══ TRECHO DO TEXTO ══
Os truqueiros sabem muito bem o que é ter um zap e um sete copas nas mãos. Basicamente, significa jogo ganho. O truco sempre foi uma diversão em família. Aprendi com meu pai e tios, desenvolvi as habilidades no ensino médio, aperfeiçoei nos intervalos da Faculdade de Jornalismo e fiz o mestrado nas rodas das noites de sexta-feira, nos bares para onde íamos após o fechamento do jornal. Por tantos anos que passou a fazer parte do expediente semanal.
Agora me aposentei. Faz muito tempo que não jogo. Acho que a última vez foi com meu pai e meus filhos — claro, a tradição, que começou bem antes do meu velho, seguirá com a nossa descendência —, pouco mais de um ano antes de seu Heitor voltar ao plano espiritual em 2015. Depois não ocupei mais lugar numa roda de truco. Mas é igual andar de bicicleta. Não se esquece.
Não se pode entregar todo o arsenal já na entrada. Se tem um casal maior — o zap e o sete copas —, é preciso preparar a armadilha. Afinal, os três pontos da rodada estão garantidos. O que se busca é ampliar essa conquista.
Para isso, é preciso persuadir os adversários de que não se tem nada em mãos e torcer para que eles contem com algo que os deixem seguros a trucar ao final da rodada.
Antes, lógico, seu parceiro e você precisam saber da munição que ambos carregam para não baterem cabeça. Se, de cara, jogam uma carta grande à mesa, assustam os patos. Os oponentes precisam estar convencidos de que possuem o melhor no jogo. Assim, a piscada do zap e o levantar das sobrancelhas para noticiar o sete copas devem ser muito sutis. Não espantem as lebres.
Descartem qualquer coisa à mesa, com semblante de derrotados. Esse ardil envolve não só uma carta de pouco valor, mas também todo um teatro: o desânimo no rosto, um desejo fingido de querer entregar logo aquela mão. Se os atores forem canastrões, os adversários sacarão a arapuca a poucos metros, ou minutos, e fugirão rapidinho.
═══
══ ITENS FORNECIDOS ══
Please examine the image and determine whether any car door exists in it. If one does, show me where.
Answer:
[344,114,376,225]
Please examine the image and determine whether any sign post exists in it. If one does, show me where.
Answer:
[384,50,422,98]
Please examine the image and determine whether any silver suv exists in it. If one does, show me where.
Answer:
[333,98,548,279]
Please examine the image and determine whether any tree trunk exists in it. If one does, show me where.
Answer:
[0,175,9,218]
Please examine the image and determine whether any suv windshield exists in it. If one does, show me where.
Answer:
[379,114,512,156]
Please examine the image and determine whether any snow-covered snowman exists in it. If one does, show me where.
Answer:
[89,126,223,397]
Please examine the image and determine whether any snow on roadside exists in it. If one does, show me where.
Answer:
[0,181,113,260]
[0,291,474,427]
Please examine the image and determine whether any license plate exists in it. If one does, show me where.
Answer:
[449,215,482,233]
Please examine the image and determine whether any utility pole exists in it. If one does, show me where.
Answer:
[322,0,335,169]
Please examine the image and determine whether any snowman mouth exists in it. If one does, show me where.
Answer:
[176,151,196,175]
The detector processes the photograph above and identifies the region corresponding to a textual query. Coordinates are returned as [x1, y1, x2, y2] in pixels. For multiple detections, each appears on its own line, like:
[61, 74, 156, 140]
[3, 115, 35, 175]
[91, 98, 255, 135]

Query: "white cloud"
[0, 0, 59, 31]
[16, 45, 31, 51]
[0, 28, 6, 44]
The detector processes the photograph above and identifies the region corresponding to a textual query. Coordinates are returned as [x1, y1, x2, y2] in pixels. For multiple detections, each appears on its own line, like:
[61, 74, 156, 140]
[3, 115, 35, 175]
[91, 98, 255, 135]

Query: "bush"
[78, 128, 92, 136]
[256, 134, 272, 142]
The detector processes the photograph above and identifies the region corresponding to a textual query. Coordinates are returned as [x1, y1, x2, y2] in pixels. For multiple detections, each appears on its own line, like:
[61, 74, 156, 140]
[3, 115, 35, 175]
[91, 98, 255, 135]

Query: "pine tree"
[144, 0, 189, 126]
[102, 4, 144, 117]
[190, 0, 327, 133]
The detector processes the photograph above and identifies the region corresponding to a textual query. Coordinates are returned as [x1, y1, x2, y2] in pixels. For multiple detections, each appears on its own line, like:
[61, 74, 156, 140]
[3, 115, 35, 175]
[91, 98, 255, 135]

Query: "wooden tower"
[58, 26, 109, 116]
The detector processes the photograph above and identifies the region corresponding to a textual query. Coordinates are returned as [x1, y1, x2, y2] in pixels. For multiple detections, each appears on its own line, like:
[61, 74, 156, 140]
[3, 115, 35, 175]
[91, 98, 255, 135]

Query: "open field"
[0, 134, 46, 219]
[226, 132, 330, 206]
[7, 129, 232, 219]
═══
• _ATIVIDADES PROPOSTAS_
(1) Transcreva do texto sobre truco o trecho que vai de "Os truqueiros sabem" até "do expediente semanal.".
(2) Segundo o texto sobre truco, em que ano seu Heitor voltou ao plano espiritual?
(3) Enumere, na ordem em que aparecem no texto sobre truco, as etapas da formação no jogo relatadas no primeiro parágrafo.

• _RESOLUÇÃO DAS ATIVIDADES_
(1)
Os truqueiros sabem muito bem o que é ter um zap e um sete copas nas mãos. Basicamente, significa jogo ganho. O truco sempre foi uma diversão em família. Aprendi com meu pai e tios, desenvolvi as habilidades no ensino médio, aperfeiçoei nos intervalos da Faculdade de Jornalismo e fiz o mestrado nas rodas das noites de sexta-feira, nos bares para onde íamos após o fechamento do jornal. Por tantos anos que passou a fazer parte do expediente semanal.

(2) Em 2015.

(3)
- Aprendeu com o pai e os tios.
- Desenvolveu as habilidades no ensino médio.
- Aperfeiçoou nos intervalos da Faculdade de Jornalismo.
- Fez o mestrado nas rodas das noites de sexta-feira, nos bares para onde iam após o fechamento do jornal.